Assignment: The data must be returned in full and exactly as given.
◆ ◆ ◆
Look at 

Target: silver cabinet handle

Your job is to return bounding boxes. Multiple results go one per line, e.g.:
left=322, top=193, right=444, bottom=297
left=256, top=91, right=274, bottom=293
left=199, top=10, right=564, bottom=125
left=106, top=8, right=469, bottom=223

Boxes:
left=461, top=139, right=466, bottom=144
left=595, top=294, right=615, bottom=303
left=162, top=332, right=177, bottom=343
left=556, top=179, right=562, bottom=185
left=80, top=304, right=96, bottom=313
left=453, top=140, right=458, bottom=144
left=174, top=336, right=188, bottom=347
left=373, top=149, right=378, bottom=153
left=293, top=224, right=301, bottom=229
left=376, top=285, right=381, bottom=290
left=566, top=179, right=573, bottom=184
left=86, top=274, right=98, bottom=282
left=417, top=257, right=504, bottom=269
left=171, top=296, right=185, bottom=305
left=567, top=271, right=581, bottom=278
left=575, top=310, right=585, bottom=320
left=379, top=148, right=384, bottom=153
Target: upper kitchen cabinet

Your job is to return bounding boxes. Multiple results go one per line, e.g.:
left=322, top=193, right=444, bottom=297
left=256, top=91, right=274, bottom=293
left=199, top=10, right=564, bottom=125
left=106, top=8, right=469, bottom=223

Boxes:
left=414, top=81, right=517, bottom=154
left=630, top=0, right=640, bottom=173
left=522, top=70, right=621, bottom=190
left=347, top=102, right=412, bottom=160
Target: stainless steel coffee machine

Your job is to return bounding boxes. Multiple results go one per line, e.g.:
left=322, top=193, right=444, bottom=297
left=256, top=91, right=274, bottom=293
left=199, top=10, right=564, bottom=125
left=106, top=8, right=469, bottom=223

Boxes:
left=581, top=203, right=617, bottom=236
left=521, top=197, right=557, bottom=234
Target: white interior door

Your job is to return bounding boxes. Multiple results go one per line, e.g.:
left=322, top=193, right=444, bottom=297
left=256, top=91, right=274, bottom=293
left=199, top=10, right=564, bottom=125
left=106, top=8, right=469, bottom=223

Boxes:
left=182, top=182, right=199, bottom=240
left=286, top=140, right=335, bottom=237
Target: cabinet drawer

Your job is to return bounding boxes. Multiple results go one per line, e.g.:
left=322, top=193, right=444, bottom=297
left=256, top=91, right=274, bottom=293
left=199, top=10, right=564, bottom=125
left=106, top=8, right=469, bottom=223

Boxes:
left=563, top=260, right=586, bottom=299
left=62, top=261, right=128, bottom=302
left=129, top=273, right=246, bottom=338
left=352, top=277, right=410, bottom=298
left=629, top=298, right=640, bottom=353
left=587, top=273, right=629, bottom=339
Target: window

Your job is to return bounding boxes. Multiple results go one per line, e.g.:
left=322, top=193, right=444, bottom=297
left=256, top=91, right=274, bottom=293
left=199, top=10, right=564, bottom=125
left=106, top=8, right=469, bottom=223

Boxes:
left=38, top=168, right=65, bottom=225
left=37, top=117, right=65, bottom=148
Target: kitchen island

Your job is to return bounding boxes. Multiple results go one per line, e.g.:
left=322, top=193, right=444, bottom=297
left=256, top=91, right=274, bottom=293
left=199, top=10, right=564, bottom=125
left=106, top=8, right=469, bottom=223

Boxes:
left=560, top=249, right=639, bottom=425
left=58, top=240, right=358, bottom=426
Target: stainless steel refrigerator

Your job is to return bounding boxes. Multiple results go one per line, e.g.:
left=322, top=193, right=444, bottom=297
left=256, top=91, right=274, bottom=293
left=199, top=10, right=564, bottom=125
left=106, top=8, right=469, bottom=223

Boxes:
◆ ◆ ◆
Answer box:
Look at 

Target: silver cabinet handle

Your job is to return bounding boxes. Multiple results go one per line, e.g.:
left=322, top=193, right=444, bottom=297
left=256, top=91, right=274, bottom=293
left=199, top=10, right=564, bottom=125
left=106, top=8, right=469, bottom=223

Boxes:
left=461, top=139, right=466, bottom=144
left=595, top=294, right=615, bottom=303
left=162, top=332, right=177, bottom=343
left=556, top=179, right=562, bottom=185
left=80, top=304, right=96, bottom=313
left=453, top=140, right=458, bottom=144
left=174, top=336, right=188, bottom=347
left=373, top=149, right=378, bottom=153
left=293, top=224, right=301, bottom=229
left=376, top=285, right=381, bottom=290
left=566, top=179, right=573, bottom=184
left=86, top=274, right=98, bottom=282
left=417, top=257, right=504, bottom=269
left=171, top=296, right=185, bottom=305
left=567, top=271, right=581, bottom=278
left=575, top=310, right=585, bottom=320
left=379, top=148, right=384, bottom=153
Target: upper kitchen cabinet

Your job is to return bounding boxes. Multiple results go one per line, e.g.:
left=322, top=193, right=444, bottom=297
left=256, top=91, right=274, bottom=293
left=199, top=10, right=564, bottom=125
left=106, top=8, right=469, bottom=223

Boxes:
left=414, top=81, right=517, bottom=154
left=630, top=0, right=640, bottom=173
left=522, top=70, right=621, bottom=190
left=347, top=102, right=412, bottom=160
Target: stainless steel coffee machine

Your job is to return bounding boxes. Multiple results go one per line, e.g.:
left=322, top=193, right=444, bottom=297
left=256, top=91, right=274, bottom=293
left=199, top=10, right=564, bottom=125
left=106, top=8, right=469, bottom=223

Boxes:
left=581, top=203, right=617, bottom=236
left=521, top=197, right=557, bottom=234
Target: white interior door

Your job is to return bounding boxes. Multiple results go one per line, e.g.:
left=322, top=193, right=444, bottom=297
left=256, top=91, right=274, bottom=293
left=199, top=10, right=564, bottom=125
left=106, top=8, right=469, bottom=223

Boxes:
left=182, top=182, right=199, bottom=240
left=286, top=140, right=335, bottom=237
Target: cabinet drawer

Your job is to return bounding boxes. Multiple results go one per line, e.g.:
left=322, top=193, right=444, bottom=297
left=256, top=91, right=274, bottom=293
left=199, top=10, right=564, bottom=125
left=106, top=8, right=469, bottom=223

Boxes:
left=563, top=260, right=586, bottom=299
left=62, top=261, right=128, bottom=302
left=129, top=273, right=246, bottom=338
left=352, top=277, right=410, bottom=298
left=629, top=298, right=640, bottom=353
left=587, top=273, right=629, bottom=339
Target: window

Your job is to return bounding boxes. Multiple results go one per line, e.g.:
left=322, top=193, right=444, bottom=297
left=256, top=91, right=274, bottom=293
left=199, top=10, right=564, bottom=125
left=106, top=8, right=469, bottom=223

Boxes:
left=38, top=168, right=65, bottom=225
left=37, top=117, right=65, bottom=148
Target: kitchen island

Your job is to return bounding boxes. Multiple results go one per line, e.g.:
left=322, top=193, right=444, bottom=297
left=256, top=91, right=274, bottom=293
left=199, top=10, right=564, bottom=125
left=106, top=8, right=469, bottom=223

Boxes:
left=560, top=249, right=639, bottom=425
left=58, top=240, right=358, bottom=426
Target: stainless steel refrigerator

Your job is to return bounding boxes. Multiple results go one per line, e.g.:
left=322, top=193, right=444, bottom=297
left=256, top=91, right=274, bottom=293
left=199, top=10, right=564, bottom=125
left=106, top=8, right=469, bottom=223

Boxes:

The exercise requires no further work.